* WHAT YOU HAVE TO DO: Print every entry again exactly, with no pictures.

━━━━━━━━━━━━━━━━━━━━━━━━━━━━━━

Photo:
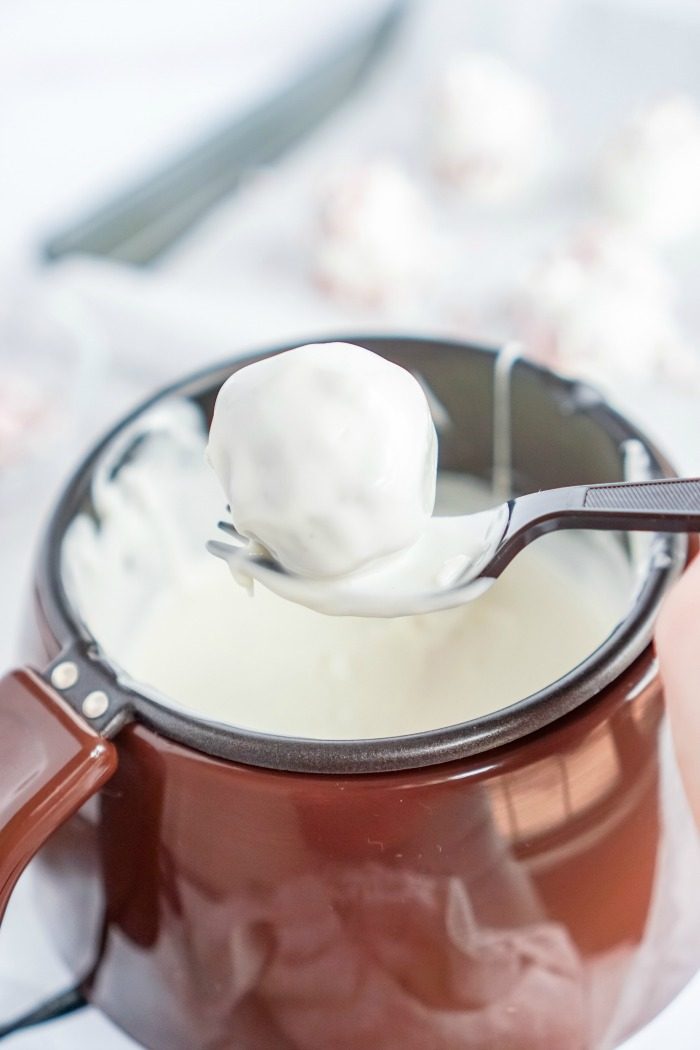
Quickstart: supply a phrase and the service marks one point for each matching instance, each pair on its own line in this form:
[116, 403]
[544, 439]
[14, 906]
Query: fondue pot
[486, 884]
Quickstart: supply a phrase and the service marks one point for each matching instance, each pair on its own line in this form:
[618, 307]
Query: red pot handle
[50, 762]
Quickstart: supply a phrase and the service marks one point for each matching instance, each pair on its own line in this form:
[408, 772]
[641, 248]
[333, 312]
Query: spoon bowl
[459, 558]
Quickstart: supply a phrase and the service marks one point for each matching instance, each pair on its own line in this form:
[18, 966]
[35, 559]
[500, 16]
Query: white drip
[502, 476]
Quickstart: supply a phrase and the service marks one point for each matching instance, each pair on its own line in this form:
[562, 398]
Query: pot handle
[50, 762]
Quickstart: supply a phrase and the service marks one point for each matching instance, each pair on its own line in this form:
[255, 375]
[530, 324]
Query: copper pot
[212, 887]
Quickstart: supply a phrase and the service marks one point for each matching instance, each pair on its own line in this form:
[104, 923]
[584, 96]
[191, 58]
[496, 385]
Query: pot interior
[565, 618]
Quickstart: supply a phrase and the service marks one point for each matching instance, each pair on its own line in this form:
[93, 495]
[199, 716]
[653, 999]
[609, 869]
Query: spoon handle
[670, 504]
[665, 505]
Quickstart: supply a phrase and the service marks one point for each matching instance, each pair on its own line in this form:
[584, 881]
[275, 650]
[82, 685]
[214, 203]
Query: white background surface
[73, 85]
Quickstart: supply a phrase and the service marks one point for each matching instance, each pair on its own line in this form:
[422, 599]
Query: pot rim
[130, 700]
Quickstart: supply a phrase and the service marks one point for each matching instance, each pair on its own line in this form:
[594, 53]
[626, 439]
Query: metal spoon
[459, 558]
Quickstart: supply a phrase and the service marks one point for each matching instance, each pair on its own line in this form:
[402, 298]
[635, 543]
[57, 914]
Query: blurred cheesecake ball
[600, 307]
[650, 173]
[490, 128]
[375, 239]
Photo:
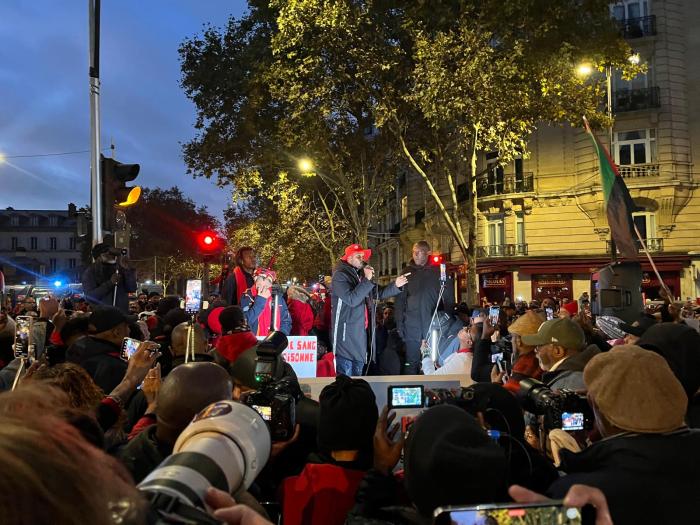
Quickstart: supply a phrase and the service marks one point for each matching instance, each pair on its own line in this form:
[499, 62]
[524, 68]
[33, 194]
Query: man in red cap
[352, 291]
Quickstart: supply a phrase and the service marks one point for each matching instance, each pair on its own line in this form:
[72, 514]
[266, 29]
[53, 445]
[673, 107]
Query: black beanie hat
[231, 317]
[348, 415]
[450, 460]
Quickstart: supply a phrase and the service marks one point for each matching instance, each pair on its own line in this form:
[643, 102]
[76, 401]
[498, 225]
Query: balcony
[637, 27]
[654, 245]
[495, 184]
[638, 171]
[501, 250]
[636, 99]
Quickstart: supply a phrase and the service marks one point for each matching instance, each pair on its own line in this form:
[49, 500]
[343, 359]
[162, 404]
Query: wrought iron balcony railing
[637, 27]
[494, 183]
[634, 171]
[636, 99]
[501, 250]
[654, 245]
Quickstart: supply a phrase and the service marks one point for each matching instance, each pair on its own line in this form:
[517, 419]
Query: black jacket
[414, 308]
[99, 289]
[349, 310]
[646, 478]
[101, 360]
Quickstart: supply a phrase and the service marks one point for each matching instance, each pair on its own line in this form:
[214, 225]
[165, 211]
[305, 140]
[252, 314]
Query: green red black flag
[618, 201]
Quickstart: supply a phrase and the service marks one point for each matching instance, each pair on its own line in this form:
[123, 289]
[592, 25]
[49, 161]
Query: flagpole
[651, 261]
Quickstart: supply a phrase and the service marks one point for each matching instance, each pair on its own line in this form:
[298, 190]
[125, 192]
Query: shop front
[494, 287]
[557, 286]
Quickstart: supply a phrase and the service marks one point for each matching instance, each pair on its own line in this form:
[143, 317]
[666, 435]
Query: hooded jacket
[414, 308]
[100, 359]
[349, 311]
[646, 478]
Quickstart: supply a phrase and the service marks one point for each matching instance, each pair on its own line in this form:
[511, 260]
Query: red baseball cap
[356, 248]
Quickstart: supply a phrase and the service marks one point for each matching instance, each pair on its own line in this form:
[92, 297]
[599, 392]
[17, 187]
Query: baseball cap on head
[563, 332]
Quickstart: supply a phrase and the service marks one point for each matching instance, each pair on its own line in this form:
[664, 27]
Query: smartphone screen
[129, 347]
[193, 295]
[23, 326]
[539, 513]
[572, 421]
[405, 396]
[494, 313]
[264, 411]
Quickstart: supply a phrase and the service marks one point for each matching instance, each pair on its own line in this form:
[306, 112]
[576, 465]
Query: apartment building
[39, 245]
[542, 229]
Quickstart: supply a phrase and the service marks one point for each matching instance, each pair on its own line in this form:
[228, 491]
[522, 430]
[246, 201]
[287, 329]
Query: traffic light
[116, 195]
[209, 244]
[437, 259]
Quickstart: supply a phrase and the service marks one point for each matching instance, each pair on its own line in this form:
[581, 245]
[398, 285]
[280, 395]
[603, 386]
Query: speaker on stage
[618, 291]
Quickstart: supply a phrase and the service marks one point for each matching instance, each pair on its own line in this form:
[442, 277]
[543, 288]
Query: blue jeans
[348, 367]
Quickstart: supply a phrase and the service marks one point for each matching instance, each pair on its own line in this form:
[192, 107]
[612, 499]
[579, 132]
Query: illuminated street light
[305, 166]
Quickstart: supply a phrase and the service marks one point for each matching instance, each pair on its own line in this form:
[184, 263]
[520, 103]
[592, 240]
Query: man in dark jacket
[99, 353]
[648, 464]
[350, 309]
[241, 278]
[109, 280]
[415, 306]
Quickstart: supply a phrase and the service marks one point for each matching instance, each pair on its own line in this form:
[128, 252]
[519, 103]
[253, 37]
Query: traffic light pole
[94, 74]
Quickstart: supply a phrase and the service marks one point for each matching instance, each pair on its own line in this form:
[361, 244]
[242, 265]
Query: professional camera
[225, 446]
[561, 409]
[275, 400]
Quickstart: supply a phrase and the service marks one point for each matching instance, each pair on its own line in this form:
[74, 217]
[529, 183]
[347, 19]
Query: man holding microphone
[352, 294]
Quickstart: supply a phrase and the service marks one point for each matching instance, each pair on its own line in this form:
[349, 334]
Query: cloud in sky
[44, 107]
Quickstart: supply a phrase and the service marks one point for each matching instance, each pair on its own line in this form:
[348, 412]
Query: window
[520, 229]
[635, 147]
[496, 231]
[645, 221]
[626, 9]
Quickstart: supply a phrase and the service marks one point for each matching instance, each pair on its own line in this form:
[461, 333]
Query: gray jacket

━━━━━━━━━━━━━━━━━━━━━━━━━━━━━━

* ANSWER TO THE PROBLEM:
Photo:
Quickstart: supply a phrase and the service marks one point for each matching instance, each pair on its own line in this form:
[116, 403]
[544, 439]
[14, 906]
Query: fondue pot
[486, 884]
Quickstart: supply a phrase and the service marks one point for each matching instance, each pair on its own line in this form:
[618, 307]
Query: red pot handle
[50, 762]
Quickstart: supply a phrase and the service marks one point for each matching instance, each pair on its own line in this form:
[408, 772]
[641, 248]
[333, 312]
Query: spoon bowl
[459, 558]
Quickstart: supply a phrase and the service marks one point for each matching instance, each pair on its own line in this form:
[18, 966]
[35, 559]
[500, 16]
Query: white drip
[502, 476]
Quickstart: supply a phrase and the service marks one point for each matching instance, each pair on its own line in this form:
[562, 398]
Query: pot handle
[50, 762]
Quickstart: supply a phrase and the service marks one point for each matching instance, each pair on its own line in this form:
[255, 375]
[530, 324]
Query: copper pot
[212, 887]
Quickstart: supply a phrase and the service marks one point for each matching instance, each pair on its own line in this form:
[104, 923]
[584, 96]
[191, 58]
[496, 385]
Query: pot interior
[565, 618]
Quickstart: supply a phrase and the service marks one point for each matching instance, each pair on its own line in this form:
[93, 495]
[199, 716]
[653, 999]
[609, 869]
Query: spoon handle
[670, 504]
[665, 505]
Quickstart: supply a phrase and the service marks one point for each matching instance, each pair on its own line in this form:
[584, 881]
[275, 650]
[82, 685]
[214, 203]
Query: white background surface
[73, 85]
Quickstart: supply a phrase and the service marks one point for each matching instance, each pair on its own line in this form:
[422, 599]
Query: pot rim
[130, 700]
Quickstart: supply a phrase and the service marks one point for each matching instance, each pair on its own line in this form:
[594, 53]
[626, 439]
Query: metal spoon
[459, 558]
Quickstart: supply a phrase and the service marks one point for each matching instance, each pair on its own line in this form:
[402, 298]
[635, 543]
[57, 914]
Query: blurred cheesecake ball
[600, 307]
[650, 173]
[490, 128]
[375, 239]
Photo:
Quickstart: supply a phrase and the service marks one point for each matching instance, each pair on its own line in this form:
[499, 62]
[524, 68]
[33, 194]
Query: man in red cap
[352, 291]
Quickstart: supply a phrase and the service marks one point for each matching instance, each pair on its own line in this form:
[72, 514]
[266, 29]
[53, 445]
[673, 107]
Query: black beanie hat
[231, 317]
[348, 415]
[450, 460]
Quickstart: supply a phrase and the service marks one point for each matching instance, each pair on its own line in this form:
[643, 102]
[76, 401]
[498, 225]
Query: balcony
[637, 27]
[654, 245]
[495, 184]
[638, 171]
[501, 250]
[636, 99]
Quickstart: supply a phrase and the service marks one point for each matching instance, each pair on its own line in this form:
[49, 500]
[343, 359]
[162, 404]
Query: wrought iron balcony railing
[637, 27]
[494, 183]
[634, 171]
[636, 99]
[501, 250]
[654, 245]
Quickstart: supply a phrase and the service marks one point for each matching instance, each pair on its own line in this form:
[517, 419]
Query: black jacket
[414, 308]
[99, 289]
[349, 310]
[646, 478]
[101, 360]
Quickstart: supply a phrase and the service marks one point for each matching instance, each pair on its own line in this form:
[214, 225]
[165, 211]
[305, 140]
[252, 314]
Query: green red black flag
[618, 201]
Quickstart: supply a phrase and the service marks one point for each matching instance, each pair on its own line in this form:
[123, 289]
[592, 25]
[49, 161]
Query: flagpole
[651, 261]
Quickstart: supply a phrase and the service marks one point for each matching instance, each pair on its own line in this form:
[298, 190]
[125, 192]
Query: shop front
[494, 287]
[557, 286]
Quickstart: supply a phrase and the service marks one point for each matching instance, each pair on its own line in this form:
[143, 317]
[666, 435]
Query: hooded jacket
[414, 308]
[100, 359]
[349, 311]
[646, 478]
Quickstart: supply a phrase and the service marks one point for each matching instance, each pair on its own line in this form:
[511, 260]
Query: red baseball cap
[356, 248]
Quickstart: supply a phrase and the service marks one point for each matching instance, each pair on its own line in this form:
[92, 297]
[599, 392]
[17, 187]
Query: baseball cap on head
[563, 332]
Quickstart: supply a phrase and the service marks one point for each matching instance, each pair on its own line in this form:
[664, 27]
Query: smartphone screen
[129, 347]
[193, 295]
[23, 326]
[539, 513]
[572, 421]
[405, 396]
[494, 313]
[264, 411]
Quickstart: supply a phrase and the service marks one point for each matching instance, each pair on its own line in this form:
[306, 112]
[576, 465]
Query: apartment building
[39, 245]
[542, 229]
Quickstart: supply a phrase and the service marks one point for each matching instance, each pair on its own line in this form:
[228, 491]
[522, 430]
[246, 201]
[287, 329]
Query: traffic light
[116, 195]
[209, 244]
[437, 259]
Quickstart: supply a phrase and the service marks one point for each matching instance, each pair on its own line in this form:
[581, 245]
[398, 285]
[280, 395]
[603, 386]
Query: speaker on stage
[618, 291]
Quickstart: supply a phrase and the service marks one point for each matching instance, each pair on its own line in this form:
[442, 277]
[543, 288]
Query: blue jeans
[348, 367]
Quickstart: supply a phrase and the service marks one point for each matching instance, each pair on its own line in this form:
[192, 107]
[612, 499]
[579, 132]
Query: illuminated street light
[305, 166]
Quickstart: supply a phrase and the service marks one point for each matching instance, each pair on its own line in this form:
[184, 263]
[520, 103]
[592, 240]
Query: man in dark jacket
[99, 353]
[648, 464]
[350, 309]
[241, 278]
[109, 280]
[415, 306]
Quickstart: supply a phrase and the service marks one point for each matching instance, each pair on its own line in this form:
[128, 252]
[519, 103]
[253, 37]
Query: traffic light pole
[94, 74]
Quickstart: supply a phrase and the service marks one point for each matching instance, each pair on its own line in this form:
[361, 244]
[242, 265]
Query: professional camera
[225, 446]
[561, 409]
[275, 400]
Quickstart: supply a phrase and the service marks one point for each matching instance, each pair on its own line in this form:
[74, 217]
[529, 183]
[347, 19]
Query: man holding microphone
[352, 294]
Quickstart: supply a phrase and the service marks one point for each matching instance, each pair on its own line in this form:
[349, 334]
Query: cloud in sky
[44, 107]
Quickstart: supply a phrase and the service marks one point for each matching instance, each pair on its own line in this form:
[348, 412]
Query: window
[520, 229]
[635, 147]
[496, 231]
[645, 221]
[626, 9]
Quickstart: supply a phrase and the service marks one point for each matching instance, each pair on its own line in this form:
[461, 333]
Query: gray jacket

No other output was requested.